[Records from a data source]
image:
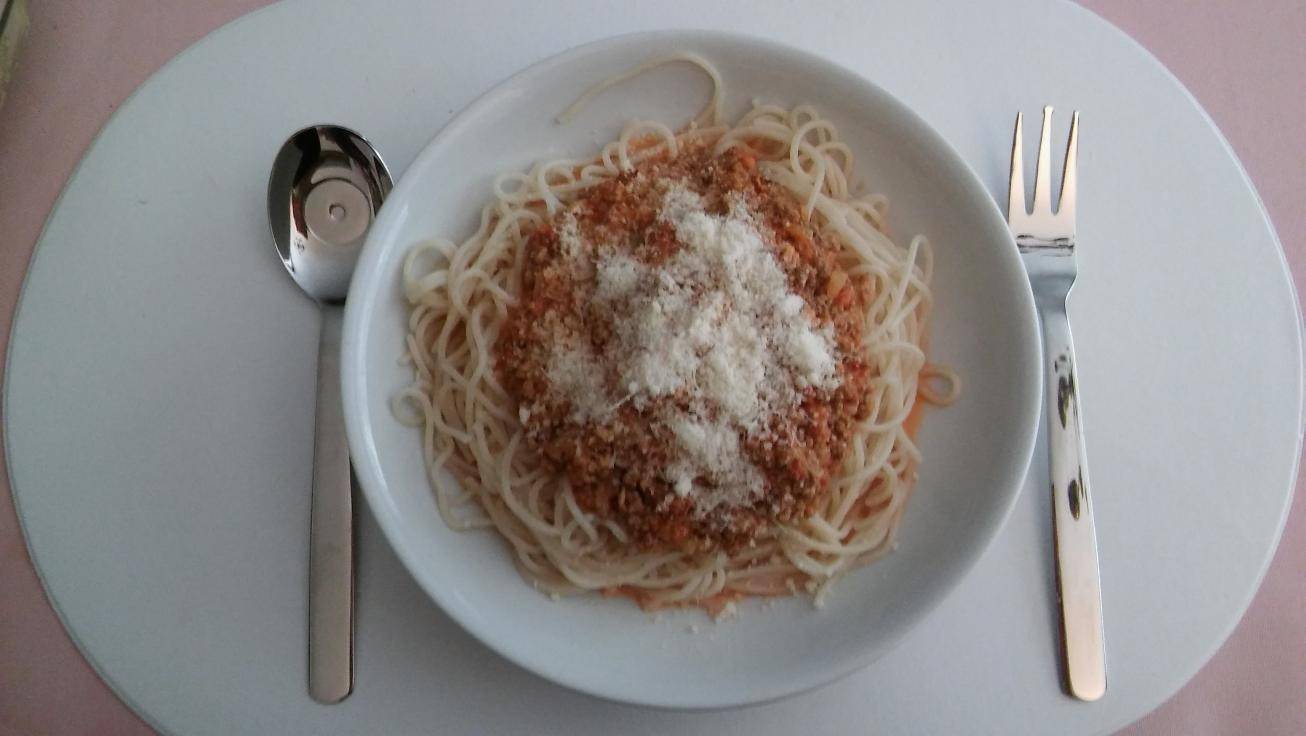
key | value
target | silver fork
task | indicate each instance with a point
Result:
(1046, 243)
...
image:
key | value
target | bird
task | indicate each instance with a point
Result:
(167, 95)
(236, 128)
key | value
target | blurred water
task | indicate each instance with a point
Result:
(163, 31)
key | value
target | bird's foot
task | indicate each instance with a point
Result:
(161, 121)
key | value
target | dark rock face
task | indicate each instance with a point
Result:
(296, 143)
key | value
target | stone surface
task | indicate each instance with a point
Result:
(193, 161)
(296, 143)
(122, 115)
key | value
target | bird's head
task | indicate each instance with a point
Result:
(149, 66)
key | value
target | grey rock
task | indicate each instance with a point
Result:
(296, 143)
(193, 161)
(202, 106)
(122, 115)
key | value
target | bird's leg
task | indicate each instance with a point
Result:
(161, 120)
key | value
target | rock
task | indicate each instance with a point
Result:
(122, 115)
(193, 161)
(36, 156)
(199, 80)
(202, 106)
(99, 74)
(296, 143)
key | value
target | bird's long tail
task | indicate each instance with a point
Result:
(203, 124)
--
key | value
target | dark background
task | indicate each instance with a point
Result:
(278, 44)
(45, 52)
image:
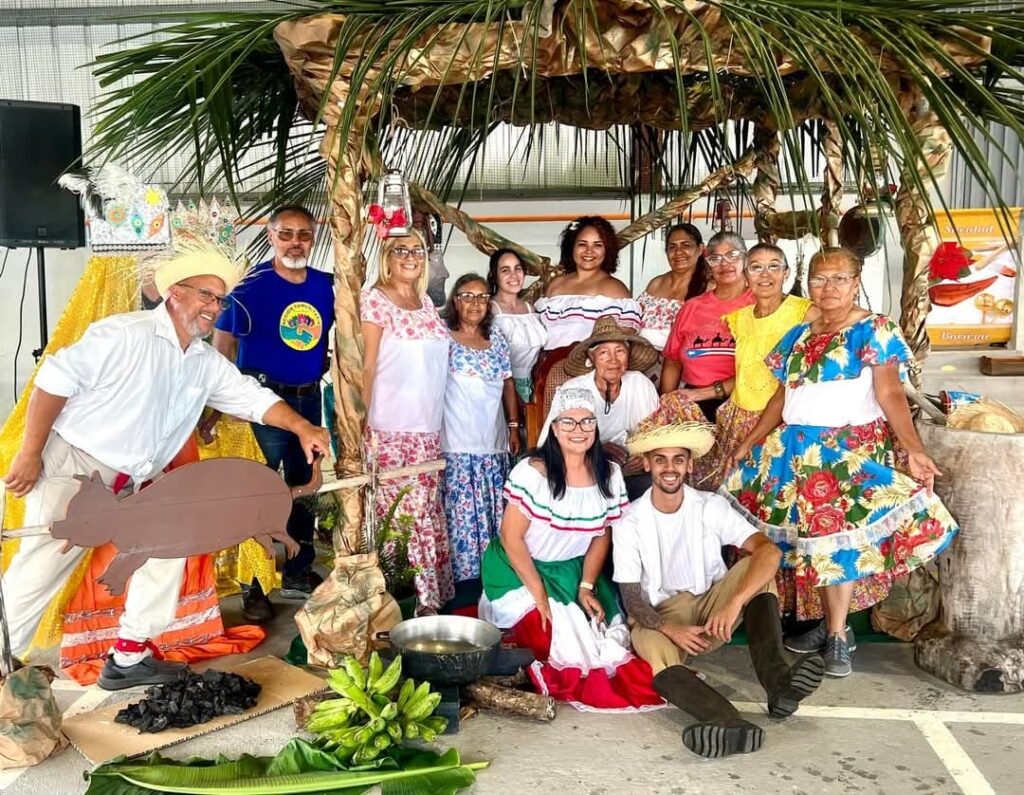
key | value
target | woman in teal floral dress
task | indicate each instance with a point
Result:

### [What the task asks]
If a line contains the word "rock", it counts; please state how many such lines the records above have, and nothing more.

### [The answer]
3